LISTED ENTRIES:
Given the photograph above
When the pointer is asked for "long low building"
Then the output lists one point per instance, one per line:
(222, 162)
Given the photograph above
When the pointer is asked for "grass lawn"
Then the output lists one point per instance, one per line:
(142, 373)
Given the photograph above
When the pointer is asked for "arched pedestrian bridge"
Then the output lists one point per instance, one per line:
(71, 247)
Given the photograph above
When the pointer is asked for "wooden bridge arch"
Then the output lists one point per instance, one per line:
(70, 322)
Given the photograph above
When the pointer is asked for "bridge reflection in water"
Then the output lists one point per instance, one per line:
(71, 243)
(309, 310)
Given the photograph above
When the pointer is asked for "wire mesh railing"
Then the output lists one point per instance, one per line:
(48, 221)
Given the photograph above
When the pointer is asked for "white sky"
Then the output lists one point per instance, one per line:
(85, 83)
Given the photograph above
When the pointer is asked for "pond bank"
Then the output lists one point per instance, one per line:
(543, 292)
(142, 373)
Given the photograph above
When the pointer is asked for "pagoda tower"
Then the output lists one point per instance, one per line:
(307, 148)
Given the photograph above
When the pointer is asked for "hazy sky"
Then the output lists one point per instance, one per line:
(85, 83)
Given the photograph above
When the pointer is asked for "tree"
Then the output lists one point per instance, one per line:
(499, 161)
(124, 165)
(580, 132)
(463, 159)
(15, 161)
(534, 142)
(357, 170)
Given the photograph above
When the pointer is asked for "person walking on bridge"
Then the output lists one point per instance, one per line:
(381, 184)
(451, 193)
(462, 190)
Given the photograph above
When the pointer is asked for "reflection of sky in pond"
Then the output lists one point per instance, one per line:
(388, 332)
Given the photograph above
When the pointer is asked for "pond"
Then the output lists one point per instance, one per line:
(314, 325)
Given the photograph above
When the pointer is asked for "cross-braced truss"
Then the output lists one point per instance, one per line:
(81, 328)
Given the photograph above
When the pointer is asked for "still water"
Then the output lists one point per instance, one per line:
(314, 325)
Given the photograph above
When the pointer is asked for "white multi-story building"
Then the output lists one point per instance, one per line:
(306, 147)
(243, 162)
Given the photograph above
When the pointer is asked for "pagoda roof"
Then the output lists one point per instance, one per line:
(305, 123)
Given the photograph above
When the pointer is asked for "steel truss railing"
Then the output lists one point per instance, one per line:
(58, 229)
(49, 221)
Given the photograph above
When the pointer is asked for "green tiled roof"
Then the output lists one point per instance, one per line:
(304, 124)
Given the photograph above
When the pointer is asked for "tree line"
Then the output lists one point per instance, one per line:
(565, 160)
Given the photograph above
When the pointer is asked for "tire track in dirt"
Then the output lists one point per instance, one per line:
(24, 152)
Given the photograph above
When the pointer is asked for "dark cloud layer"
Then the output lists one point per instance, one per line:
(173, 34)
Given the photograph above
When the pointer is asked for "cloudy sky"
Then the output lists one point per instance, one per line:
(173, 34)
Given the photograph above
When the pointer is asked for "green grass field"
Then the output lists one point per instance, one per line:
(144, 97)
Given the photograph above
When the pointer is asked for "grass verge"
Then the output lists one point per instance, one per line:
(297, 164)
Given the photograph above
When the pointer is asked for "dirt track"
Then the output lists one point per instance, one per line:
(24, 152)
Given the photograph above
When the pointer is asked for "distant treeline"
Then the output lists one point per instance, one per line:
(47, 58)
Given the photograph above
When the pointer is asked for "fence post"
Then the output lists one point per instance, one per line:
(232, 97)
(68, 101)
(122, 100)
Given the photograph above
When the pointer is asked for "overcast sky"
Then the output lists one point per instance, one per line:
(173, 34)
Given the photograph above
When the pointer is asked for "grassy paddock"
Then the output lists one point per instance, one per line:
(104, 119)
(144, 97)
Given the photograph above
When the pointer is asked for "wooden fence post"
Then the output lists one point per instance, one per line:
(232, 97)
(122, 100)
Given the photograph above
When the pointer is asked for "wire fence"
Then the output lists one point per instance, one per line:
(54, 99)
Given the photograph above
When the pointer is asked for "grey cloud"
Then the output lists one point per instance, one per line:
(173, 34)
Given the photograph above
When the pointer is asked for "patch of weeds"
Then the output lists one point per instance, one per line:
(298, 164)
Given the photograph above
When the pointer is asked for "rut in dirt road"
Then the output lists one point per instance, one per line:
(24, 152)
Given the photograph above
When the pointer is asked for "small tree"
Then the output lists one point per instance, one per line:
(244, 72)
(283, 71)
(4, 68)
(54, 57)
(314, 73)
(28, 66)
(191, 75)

WRITTEN EXERCISE:
Extract each record, keeping it identical to the original.

OUTPUT BELOW:
Given the photograph above
When the pointer is asked for "long low building"
Then the output lists one point per instance, one per line:
(222, 162)
Given the photograph above
When the pointer is asked for "grass lawn"
Then the output lists one point per instance, one per line:
(142, 373)
Given the photograph above
When the pointer is asked for "arched pedestrian bridge"
Then the output lists one point per instance, one per line:
(71, 247)
Given the photograph above
When the pointer is asked for "wooden bridge arch"
Then the output lists one point per instance, one per line:
(70, 322)
Given the photograph above
When the pointer is asked for "bridge reflection in water"
Then the output lists one point per instance, one per line:
(71, 243)
(309, 310)
Given the photograph above
When the pointer is asked for "wire mesh railing"
Then the output lists one point per instance, one per line:
(48, 221)
Given the photograph above
When the pointer is asked for "white sky"
Then the output lists one point per instance, one per line:
(85, 83)
Given the photograph above
When the pointer is asked for "pond bank"
Then the output lists one point per instance, one per line:
(543, 292)
(142, 373)
Given the photograph above
When the pointer is asked for "pagoda tower"
Then the output lists one point per instance, one per line:
(307, 148)
Given the photograph above
When the pointer is asked for "hazy sky"
Then the output lists one point per instance, one per line:
(85, 83)
Given the photograph above
When the pointer is asked for "tree"
Then the output lists one point per instance, one per line:
(499, 161)
(124, 165)
(580, 132)
(463, 159)
(15, 161)
(534, 142)
(357, 170)
Given the photograph above
When the pointer is asked for "person walking on bridge"
Then the output lists one point per instance, one per line:
(381, 184)
(451, 193)
(462, 190)
Given the photograph above
When the pointer is asked for "reflection of sky in pond"
Then the output lists one point per instance, one per line:
(388, 332)
Given the photograph above
When the pointer is asked for "pond"
Then the output lists one point per instance, one per line:
(314, 325)
Given the photograph above
When the pointer is asked for "cross-braced truss"
Then the output lists one point per instance, one per line:
(81, 328)
Given the photograph above
When the pointer is asked for "still water"
Then the output lists one point per instance, one per line:
(314, 325)
Given the photograph above
When the pointer is asked for "white multi-story building"
Then the output lists one point per instance, one per line:
(306, 147)
(243, 162)
Given the photograph above
When the pointer is asked for "pagoda roof"
Then the output lists one point per instance, one per line:
(305, 123)
Given the photograph above
When the pointer is asked for "steel truss railing"
Then the output lists one point per instance, one per line:
(58, 229)
(49, 221)
Given the photograph above
When the pointer is asked for "green tiled roof"
Then the output lists one point per instance, one per line:
(304, 124)
Given the photograph above
When the pointer is asked for "tree line"
Then the output lists one point per instance, one per line:
(565, 160)
Given the photograph above
When the pointer is asked for "tire track in dirt"
Then the output lists one point per instance, one per line:
(24, 152)
Given the photograph above
When the pointer is asked for "dark cloud layer"
Then the output lists one point per instance, one per line:
(173, 34)
Given the photograph above
When the pointer is asked for "cloudy sky"
Then the output lists one point per instance, one per line:
(173, 34)
Given the photograph above
When the pointer is asked for "green grass field"
Then the output lists one point per instance, one per line:
(144, 97)
Given the photograph above
When the pointer is asked for "grass verge"
Then the output lists one point per instance, one per line:
(297, 164)
Given the photograph above
When the pointer is asked for "dirt track"
Then the output lists one point per instance, one per line:
(24, 152)
Given the photograph above
When the pointer is asked for "distant treeline"
Then the output lists one point per instance, one per line:
(47, 58)
Given the photograph above
When the pointer is asked for "fence post"
Then the output lists one point per instance, one per line:
(232, 97)
(68, 101)
(122, 100)
Given the photograph above
When the pointer is asked for "overcast sky"
Then the output lists one point per instance, one per line:
(173, 34)
Given the photograph above
When the pointer is asked for "grassy paddock"
Then the output lists one point per instance, one per line:
(104, 119)
(144, 97)
Given the photograph above
When the pointer is asked for "wooden fence post"
Then the output lists one point per instance, one per line:
(232, 97)
(122, 100)
Given the photograph above
When the pointer is asked for "wire fence"
Then the output lists one point per instance, one per line:
(54, 99)
Given the photograph above
When the pointer is asked for "grey cloud"
Then the output lists one point per instance, one per line:
(173, 34)
Given the photograph above
When the pointer is asked for "patch of weeds"
Then the output lists one point per instance, one per line:
(298, 164)
Given the photograph above
When the pointer is asked for "rut in dirt road"
Then the output lists one point per instance, one per line:
(24, 152)
Given the photograph above
When the pointer is asked for "small tree"
Then the output lists one point per instance, one per line:
(244, 72)
(283, 71)
(4, 68)
(54, 57)
(314, 73)
(28, 66)
(191, 75)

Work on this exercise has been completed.